=== DOCUMENT TEXT ===
DEAN: This is one of the ways that you can win on the environment. You’ve got to connect people with the consequences. You can’t just talk about coal pollution, which is the way to reduce mercury pollution, is to reduce what’s going on in the Midwest. You’ve got to say just what you’ve said—that you can’t eat the fish in my part of the country because there’s a mercury advisory in almost every freshwater lake in New England, and in the east. So you’ve got to win by connecting what happens in the environment to average American voters. Not talking about greenhouse gasses and TMDLs and all these things—connect it to their everyday lives. What you do with mercury is what we need to do with mercury, we need to deal with the emissions from coal-burning plants in the Midwest. And we need to fundamentally go after all the sources of mercury, but most of that is air pollution.

OLNEY: Now Paul Rogers, a question for Senator Kerry.

=== STORED ROWS ===

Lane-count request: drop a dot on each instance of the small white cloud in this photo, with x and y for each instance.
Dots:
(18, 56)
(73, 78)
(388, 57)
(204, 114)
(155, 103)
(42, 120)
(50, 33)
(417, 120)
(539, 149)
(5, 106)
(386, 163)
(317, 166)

=== WRITTEN PROBLEM 1 ===
Transcribe the part of the debate excerpt that opens with the words containing "DEAN: This is" and closes with "is air pollution.".
=== WRITTEN PROBLEM 2 ===
In the debate excerpt, what does Dean say there is in almost every freshwater lake in New England?
=== WRITTEN PROBLEM 3 ===
Take the debate excerpt further, picking up after its last line.
The material that comes after the debate excerpt is separate from it.

=== FINAL ANSWER 1 ===
DEAN: This is one of the ways that you can win on the environment. You’ve got to connect people with the consequences. You can’t just talk about coal pollution, which is the way to reduce mercury pollution, is to reduce what’s going on in the Midwest. You’ve got to say just what you’ve said—that you can’t eat the fish in my part of the country because there’s a mercury advisory in almost every freshwater lake in New England, and in the east. So you’ve got to win by connecting what happens in the environment to average American voters. Not talking about greenhouse gasses and TMDLs and all these things—connect it to their everyday lives. What you do with mercury is what we need to do with mercury, we need to deal with the emissions from coal-burning plants in the Midwest. And we need to fundamentally go after all the sources of mercury, but most of that is air pollution.

=== FINAL ANSWER 2 ===
A mercury advisory.

=== FINAL ANSWER 3 ===
ROGERS: Senator Kerry, one of the other Democratic candidates, Dennis Kucinich, isn’t here today. He’s at a rally with Ralph Nader on the East Coast, and the Green Party. Some environmentally minded voters have joined the Green Party. Supporters say the Green Party is not as beholden to special interests as the Democratic Party is, while opponents say that Ralph Nader’s candidacy in 2000 cost Al Gore the election by siphoning away critical votes in Florida and New Hampshire. What’s your view of that?

KERRY: Well, I think it did, obviously, siphon away some votes. And clearly Al Gore had to spend a significant amount of money in a number of states—Washington, Oregon, and elsewhere— in order to pull back from where it was. I know Ralph Rader, Ralph Nader, I’ve…Ralph Rader, that’s probably appropriate here [LAUGHTER]. I’ve sat with him and talked to him already in the course of the last months. Look, we have to talk to those people. To a degree it is the fault of the Democratic Party for not having stood up and been clear about our agenda [APPLAUSE]. And I believe we have to make it crystal clear. I see no reason—I went through and read the Green Party platform. I don’t agree with every single part of it, but I certainly agree with the components on the environment, and raising the standards of our trade negotiations, things we need to do to bring people up. I’m going to talk to those people, and I am going to provide a series of clear choices on water, on air, on environmental justice, on global warming. We cannot drill our way out of this problem, we have to invent our way out of this problem, and we need to get about the business of doing it now. I think we can attract those voters

OLNEY: Do you want to ask a follow-up?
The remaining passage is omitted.